◆ Your task: Copy out verbatim the part of the records that opens with the line containing "[tag] butterfly forewing" and continues through the last line of the records, including both ends.

──────────

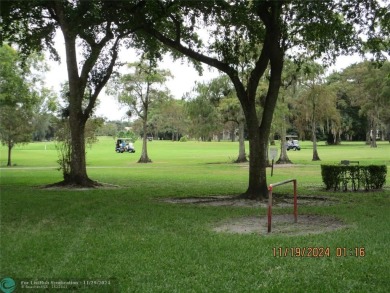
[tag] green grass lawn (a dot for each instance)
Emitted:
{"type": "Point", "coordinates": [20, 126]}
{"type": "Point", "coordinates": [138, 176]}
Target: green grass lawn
{"type": "Point", "coordinates": [128, 236]}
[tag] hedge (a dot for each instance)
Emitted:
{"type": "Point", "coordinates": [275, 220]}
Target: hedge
{"type": "Point", "coordinates": [338, 177]}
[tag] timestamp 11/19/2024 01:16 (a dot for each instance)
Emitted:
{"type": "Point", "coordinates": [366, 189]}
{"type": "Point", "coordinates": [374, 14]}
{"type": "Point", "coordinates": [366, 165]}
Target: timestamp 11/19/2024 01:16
{"type": "Point", "coordinates": [318, 251]}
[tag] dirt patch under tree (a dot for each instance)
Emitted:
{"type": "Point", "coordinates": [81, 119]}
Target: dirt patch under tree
{"type": "Point", "coordinates": [281, 224]}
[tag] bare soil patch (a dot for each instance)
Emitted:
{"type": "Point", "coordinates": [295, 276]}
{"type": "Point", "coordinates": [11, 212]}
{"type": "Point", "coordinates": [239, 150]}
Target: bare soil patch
{"type": "Point", "coordinates": [277, 201]}
{"type": "Point", "coordinates": [281, 224]}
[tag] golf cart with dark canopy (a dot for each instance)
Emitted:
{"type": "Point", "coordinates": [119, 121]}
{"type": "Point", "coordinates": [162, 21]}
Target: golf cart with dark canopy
{"type": "Point", "coordinates": [124, 145]}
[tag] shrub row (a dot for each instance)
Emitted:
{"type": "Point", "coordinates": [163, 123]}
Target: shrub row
{"type": "Point", "coordinates": [338, 177]}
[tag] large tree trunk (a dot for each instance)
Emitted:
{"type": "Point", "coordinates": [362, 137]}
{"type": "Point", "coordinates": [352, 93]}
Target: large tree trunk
{"type": "Point", "coordinates": [283, 159]}
{"type": "Point", "coordinates": [77, 120]}
{"type": "Point", "coordinates": [10, 145]}
{"type": "Point", "coordinates": [316, 157]}
{"type": "Point", "coordinates": [78, 168]}
{"type": "Point", "coordinates": [144, 154]}
{"type": "Point", "coordinates": [241, 143]}
{"type": "Point", "coordinates": [373, 133]}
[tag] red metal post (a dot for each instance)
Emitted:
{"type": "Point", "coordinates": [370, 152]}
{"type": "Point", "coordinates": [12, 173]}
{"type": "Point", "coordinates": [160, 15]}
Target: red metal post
{"type": "Point", "coordinates": [270, 201]}
{"type": "Point", "coordinates": [295, 202]}
{"type": "Point", "coordinates": [269, 208]}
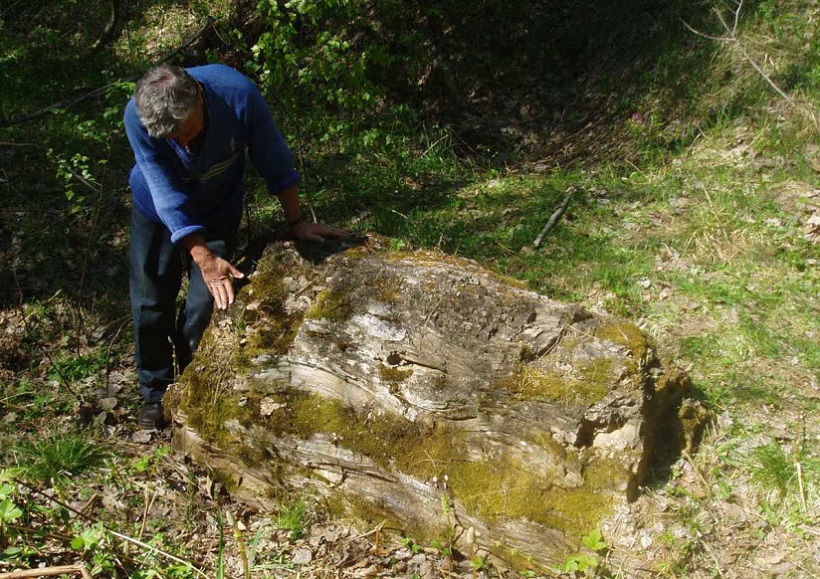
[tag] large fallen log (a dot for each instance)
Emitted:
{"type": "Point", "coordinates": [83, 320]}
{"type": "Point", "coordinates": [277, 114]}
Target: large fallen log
{"type": "Point", "coordinates": [424, 390]}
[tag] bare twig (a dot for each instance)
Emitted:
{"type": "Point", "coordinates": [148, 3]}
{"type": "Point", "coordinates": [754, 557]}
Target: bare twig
{"type": "Point", "coordinates": [48, 572]}
{"type": "Point", "coordinates": [66, 103]}
{"type": "Point", "coordinates": [555, 217]}
{"type": "Point", "coordinates": [733, 38]}
{"type": "Point", "coordinates": [131, 540]}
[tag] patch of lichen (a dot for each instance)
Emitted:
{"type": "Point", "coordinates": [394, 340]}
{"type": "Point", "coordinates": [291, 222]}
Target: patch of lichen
{"type": "Point", "coordinates": [529, 383]}
{"type": "Point", "coordinates": [627, 335]}
{"type": "Point", "coordinates": [491, 489]}
{"type": "Point", "coordinates": [205, 394]}
{"type": "Point", "coordinates": [503, 489]}
{"type": "Point", "coordinates": [388, 440]}
{"type": "Point", "coordinates": [270, 329]}
{"type": "Point", "coordinates": [387, 288]}
{"type": "Point", "coordinates": [597, 380]}
{"type": "Point", "coordinates": [333, 304]}
{"type": "Point", "coordinates": [393, 375]}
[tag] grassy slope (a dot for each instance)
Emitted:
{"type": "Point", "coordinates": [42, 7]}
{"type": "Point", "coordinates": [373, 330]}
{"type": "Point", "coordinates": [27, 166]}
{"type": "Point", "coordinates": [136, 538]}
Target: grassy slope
{"type": "Point", "coordinates": [701, 231]}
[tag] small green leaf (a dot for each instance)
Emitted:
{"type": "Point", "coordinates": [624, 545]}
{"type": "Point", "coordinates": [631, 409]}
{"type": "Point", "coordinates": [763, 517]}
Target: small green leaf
{"type": "Point", "coordinates": [9, 511]}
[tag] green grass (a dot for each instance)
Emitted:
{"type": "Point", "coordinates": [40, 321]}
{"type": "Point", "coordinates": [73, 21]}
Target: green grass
{"type": "Point", "coordinates": [58, 458]}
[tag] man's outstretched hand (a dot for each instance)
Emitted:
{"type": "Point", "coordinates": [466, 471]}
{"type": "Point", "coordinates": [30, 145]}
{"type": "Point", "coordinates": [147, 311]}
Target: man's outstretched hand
{"type": "Point", "coordinates": [317, 232]}
{"type": "Point", "coordinates": [219, 275]}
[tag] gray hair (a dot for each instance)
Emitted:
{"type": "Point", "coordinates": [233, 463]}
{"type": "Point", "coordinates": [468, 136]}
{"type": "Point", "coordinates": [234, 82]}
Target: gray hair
{"type": "Point", "coordinates": [166, 96]}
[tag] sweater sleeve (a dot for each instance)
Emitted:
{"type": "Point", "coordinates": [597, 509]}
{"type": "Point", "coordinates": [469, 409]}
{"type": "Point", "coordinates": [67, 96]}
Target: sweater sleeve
{"type": "Point", "coordinates": [168, 193]}
{"type": "Point", "coordinates": [267, 149]}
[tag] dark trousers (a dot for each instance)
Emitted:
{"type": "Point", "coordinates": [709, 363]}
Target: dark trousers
{"type": "Point", "coordinates": [166, 339]}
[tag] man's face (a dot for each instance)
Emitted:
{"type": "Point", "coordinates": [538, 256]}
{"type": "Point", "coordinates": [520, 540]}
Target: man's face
{"type": "Point", "coordinates": [191, 127]}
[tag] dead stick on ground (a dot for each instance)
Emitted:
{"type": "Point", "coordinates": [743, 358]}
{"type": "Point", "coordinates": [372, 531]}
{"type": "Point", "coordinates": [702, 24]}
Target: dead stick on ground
{"type": "Point", "coordinates": [48, 572]}
{"type": "Point", "coordinates": [555, 217]}
{"type": "Point", "coordinates": [131, 540]}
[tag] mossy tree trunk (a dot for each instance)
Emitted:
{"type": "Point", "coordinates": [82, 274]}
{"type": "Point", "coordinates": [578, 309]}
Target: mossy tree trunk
{"type": "Point", "coordinates": [422, 389]}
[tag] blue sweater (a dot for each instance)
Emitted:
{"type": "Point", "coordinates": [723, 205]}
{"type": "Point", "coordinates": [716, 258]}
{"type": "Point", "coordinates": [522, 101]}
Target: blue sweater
{"type": "Point", "coordinates": [192, 192]}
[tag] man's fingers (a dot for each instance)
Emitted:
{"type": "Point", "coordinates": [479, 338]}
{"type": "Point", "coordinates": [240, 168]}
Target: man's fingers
{"type": "Point", "coordinates": [235, 272]}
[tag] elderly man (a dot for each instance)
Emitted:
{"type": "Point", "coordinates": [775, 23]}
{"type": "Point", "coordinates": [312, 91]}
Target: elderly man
{"type": "Point", "coordinates": [191, 131]}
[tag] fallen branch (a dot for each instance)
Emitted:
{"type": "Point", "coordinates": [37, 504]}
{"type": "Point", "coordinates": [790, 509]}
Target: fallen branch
{"type": "Point", "coordinates": [555, 217]}
{"type": "Point", "coordinates": [48, 572]}
{"type": "Point", "coordinates": [126, 538]}
{"type": "Point", "coordinates": [732, 37]}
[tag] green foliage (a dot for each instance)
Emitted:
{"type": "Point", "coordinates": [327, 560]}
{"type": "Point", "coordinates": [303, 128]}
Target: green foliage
{"type": "Point", "coordinates": [292, 518]}
{"type": "Point", "coordinates": [581, 562]}
{"type": "Point", "coordinates": [307, 61]}
{"type": "Point", "coordinates": [57, 458]}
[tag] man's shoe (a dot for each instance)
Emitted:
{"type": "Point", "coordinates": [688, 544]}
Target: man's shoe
{"type": "Point", "coordinates": [152, 416]}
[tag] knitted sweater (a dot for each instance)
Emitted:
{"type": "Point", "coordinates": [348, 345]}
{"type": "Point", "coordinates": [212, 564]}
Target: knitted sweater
{"type": "Point", "coordinates": [192, 192]}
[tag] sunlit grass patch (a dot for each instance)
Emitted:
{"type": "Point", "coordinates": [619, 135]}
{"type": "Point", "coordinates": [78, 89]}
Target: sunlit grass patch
{"type": "Point", "coordinates": [57, 458]}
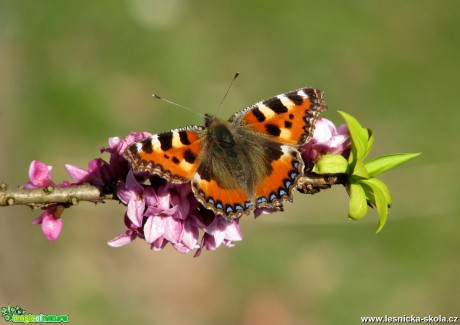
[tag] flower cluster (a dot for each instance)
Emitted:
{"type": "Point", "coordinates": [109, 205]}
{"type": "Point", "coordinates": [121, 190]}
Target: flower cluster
{"type": "Point", "coordinates": [160, 212]}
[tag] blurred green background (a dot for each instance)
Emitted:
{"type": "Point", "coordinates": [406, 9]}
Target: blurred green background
{"type": "Point", "coordinates": [73, 73]}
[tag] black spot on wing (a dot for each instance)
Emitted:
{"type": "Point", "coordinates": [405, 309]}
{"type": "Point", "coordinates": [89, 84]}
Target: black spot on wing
{"type": "Point", "coordinates": [273, 129]}
{"type": "Point", "coordinates": [184, 138]}
{"type": "Point", "coordinates": [258, 114]}
{"type": "Point", "coordinates": [295, 98]}
{"type": "Point", "coordinates": [166, 141]}
{"type": "Point", "coordinates": [147, 146]}
{"type": "Point", "coordinates": [275, 105]}
{"type": "Point", "coordinates": [189, 156]}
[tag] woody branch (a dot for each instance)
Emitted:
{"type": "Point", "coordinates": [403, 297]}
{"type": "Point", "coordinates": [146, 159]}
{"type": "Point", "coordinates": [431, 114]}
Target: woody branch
{"type": "Point", "coordinates": [38, 197]}
{"type": "Point", "coordinates": [43, 196]}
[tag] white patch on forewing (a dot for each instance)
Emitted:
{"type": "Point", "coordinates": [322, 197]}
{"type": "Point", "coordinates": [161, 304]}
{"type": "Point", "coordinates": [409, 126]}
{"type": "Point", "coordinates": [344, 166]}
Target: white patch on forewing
{"type": "Point", "coordinates": [268, 113]}
{"type": "Point", "coordinates": [286, 102]}
{"type": "Point", "coordinates": [302, 93]}
{"type": "Point", "coordinates": [176, 140]}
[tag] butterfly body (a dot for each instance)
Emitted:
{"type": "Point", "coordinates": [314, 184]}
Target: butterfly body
{"type": "Point", "coordinates": [249, 161]}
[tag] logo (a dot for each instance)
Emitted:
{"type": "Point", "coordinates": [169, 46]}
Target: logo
{"type": "Point", "coordinates": [18, 315]}
{"type": "Point", "coordinates": [249, 161]}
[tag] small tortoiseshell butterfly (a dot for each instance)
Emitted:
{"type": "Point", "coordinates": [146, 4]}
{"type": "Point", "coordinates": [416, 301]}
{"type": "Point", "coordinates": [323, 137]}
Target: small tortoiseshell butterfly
{"type": "Point", "coordinates": [250, 161]}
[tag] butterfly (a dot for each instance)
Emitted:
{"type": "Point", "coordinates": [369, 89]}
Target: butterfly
{"type": "Point", "coordinates": [237, 165]}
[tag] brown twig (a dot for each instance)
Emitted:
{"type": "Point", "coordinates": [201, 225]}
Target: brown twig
{"type": "Point", "coordinates": [38, 197]}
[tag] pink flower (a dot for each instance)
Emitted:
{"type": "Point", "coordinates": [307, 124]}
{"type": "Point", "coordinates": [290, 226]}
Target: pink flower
{"type": "Point", "coordinates": [51, 222]}
{"type": "Point", "coordinates": [40, 175]}
{"type": "Point", "coordinates": [131, 193]}
{"type": "Point", "coordinates": [327, 139]}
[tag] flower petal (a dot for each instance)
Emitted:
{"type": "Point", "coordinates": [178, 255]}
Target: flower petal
{"type": "Point", "coordinates": [39, 175]}
{"type": "Point", "coordinates": [51, 227]}
{"type": "Point", "coordinates": [136, 209]}
{"type": "Point", "coordinates": [122, 239]}
{"type": "Point", "coordinates": [154, 228]}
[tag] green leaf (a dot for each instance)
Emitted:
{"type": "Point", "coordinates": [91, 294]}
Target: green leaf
{"type": "Point", "coordinates": [382, 206]}
{"type": "Point", "coordinates": [331, 164]}
{"type": "Point", "coordinates": [370, 142]}
{"type": "Point", "coordinates": [382, 164]}
{"type": "Point", "coordinates": [358, 203]}
{"type": "Point", "coordinates": [360, 169]}
{"type": "Point", "coordinates": [375, 182]}
{"type": "Point", "coordinates": [359, 136]}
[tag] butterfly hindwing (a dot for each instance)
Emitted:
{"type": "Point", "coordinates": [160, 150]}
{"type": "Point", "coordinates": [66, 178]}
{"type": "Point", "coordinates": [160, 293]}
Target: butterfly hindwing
{"type": "Point", "coordinates": [250, 161]}
{"type": "Point", "coordinates": [287, 118]}
{"type": "Point", "coordinates": [173, 155]}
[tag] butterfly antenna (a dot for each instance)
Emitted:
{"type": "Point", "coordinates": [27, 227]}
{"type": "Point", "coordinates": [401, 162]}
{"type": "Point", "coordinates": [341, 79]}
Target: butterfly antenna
{"type": "Point", "coordinates": [175, 104]}
{"type": "Point", "coordinates": [226, 93]}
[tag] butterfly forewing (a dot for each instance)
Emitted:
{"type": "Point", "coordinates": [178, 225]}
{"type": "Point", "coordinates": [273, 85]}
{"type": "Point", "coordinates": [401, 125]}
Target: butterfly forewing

──────────

◆ Complete response:
[tag] butterfly forewing (a dot for each instance)
Emitted:
{"type": "Point", "coordinates": [178, 225]}
{"type": "Point", "coordinates": [273, 85]}
{"type": "Point", "coordinates": [401, 125]}
Target: butterfly forewing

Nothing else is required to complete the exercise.